(SUPPLIED TEXT Opens)

Meatless breakfast sausages and other dietary oxymorons are sprouting up everywhere. About six months ago, Wegmans created an aisle-long refrigerated section for products like those made by Morningstar and Boca, two leading manufacturers of fake meats. Even commercial grocers like P&C and Price Chopper now stock Boca Meatless Chik’n Patties and VegiDeli Frankfurters.
Today’s varieties of vegetarian meat surpass the floppy veggie dogs I knew. They are fast, easy, and prettier than raw flesh piled on Styrofoam. But what exactly are we eating?
The ingredients for fleshy fakery are, not surprisingly, fake. Most products contain some combination of isolated soy powder, acid-treated gluten, xanthan gum, and carrageenan (which comes from algae or seaweed) to name a few. Because their packages feature cartoon suns and farmers’ fields, we’re all convinced these science projects are actually food. But on closer inspection, they seem inedible. Soy wears the crown in the vegetarian protein empire. But for every heart-healthy label, there’s a skeptical scientist who argues that soy’s protein quality to its phytoestrogens to its mineral-blocking phytates might be worse for us than we’re told.

(SUPPLIED TEXT Closes)
(EXERCISE DATA Opens)

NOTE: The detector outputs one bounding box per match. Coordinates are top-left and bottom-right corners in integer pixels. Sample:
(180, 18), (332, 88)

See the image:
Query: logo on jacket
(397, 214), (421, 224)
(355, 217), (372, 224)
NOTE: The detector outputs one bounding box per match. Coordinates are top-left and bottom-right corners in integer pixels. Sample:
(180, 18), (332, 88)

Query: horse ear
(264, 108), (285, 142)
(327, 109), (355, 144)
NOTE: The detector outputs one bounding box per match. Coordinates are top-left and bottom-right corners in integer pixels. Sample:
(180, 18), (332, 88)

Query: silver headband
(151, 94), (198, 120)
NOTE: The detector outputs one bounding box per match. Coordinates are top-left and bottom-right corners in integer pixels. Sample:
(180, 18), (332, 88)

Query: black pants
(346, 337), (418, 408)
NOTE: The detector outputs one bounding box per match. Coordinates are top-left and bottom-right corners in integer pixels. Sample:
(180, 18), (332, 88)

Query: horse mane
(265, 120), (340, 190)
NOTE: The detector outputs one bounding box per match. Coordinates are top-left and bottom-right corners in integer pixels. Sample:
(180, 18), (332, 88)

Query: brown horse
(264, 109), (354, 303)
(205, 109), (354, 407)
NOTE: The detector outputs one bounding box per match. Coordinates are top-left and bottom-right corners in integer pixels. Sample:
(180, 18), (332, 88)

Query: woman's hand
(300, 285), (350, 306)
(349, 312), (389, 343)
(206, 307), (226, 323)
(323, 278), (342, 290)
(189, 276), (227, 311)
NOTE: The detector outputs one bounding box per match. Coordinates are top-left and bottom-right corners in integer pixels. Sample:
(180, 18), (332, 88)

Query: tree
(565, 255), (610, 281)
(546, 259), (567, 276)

(EXERCISE DATA Closes)

(WORK REQUEST 1): According to the passage on meatless products, why are shoppers convinced that these products are actually food? Answer in one or two sentences.
(WORK REQUEST 2): Write the next part of the passage on meatless products, picking up after its final sentence.

(ANSWER AREA 1): Their packages feature cartoon suns and farmers' fields, which persuades shoppers that these science projects are real food.

(ANSWER AREA 2):
For every endorsement of soy starting with “studies suggest,” there’s an indictment that begins the same way. Before the Food and Drug Administration approved soy in 1999, two doctors from the administration called it a “two-edged sword” due to its isoflavones that increased estrogen levels in the human body. “People’s mentality with soy is that if a little is good, more must be better,” said Sudha Raj, a nutrition professor at Syracuse University. “We like to look to other cultures that eat soy and remark how healthy they are, but the truth is they are eating smaller quantities and processing it very differently than we do.”
It’s really strange that soy can be so quickly repackaged and re-engineered to imitate the food group its chief consumers abhor. The entry for meatless drumsticks on www.healthy-eating.com brags that they are “so much like chicken they even have skin.” Yum.
Local chef Debra Sorrentino suggested that a rising demand for convenience has pushed the trend toward packaged foods. “People always opt for easy,” she said. “They’re patronizing the products that are available instead of demanding higher quality.”
That’s my real beef. It’s not the animal rights folks who irk me, but the veg-head types who praise vegetarianism and then live on these processed products.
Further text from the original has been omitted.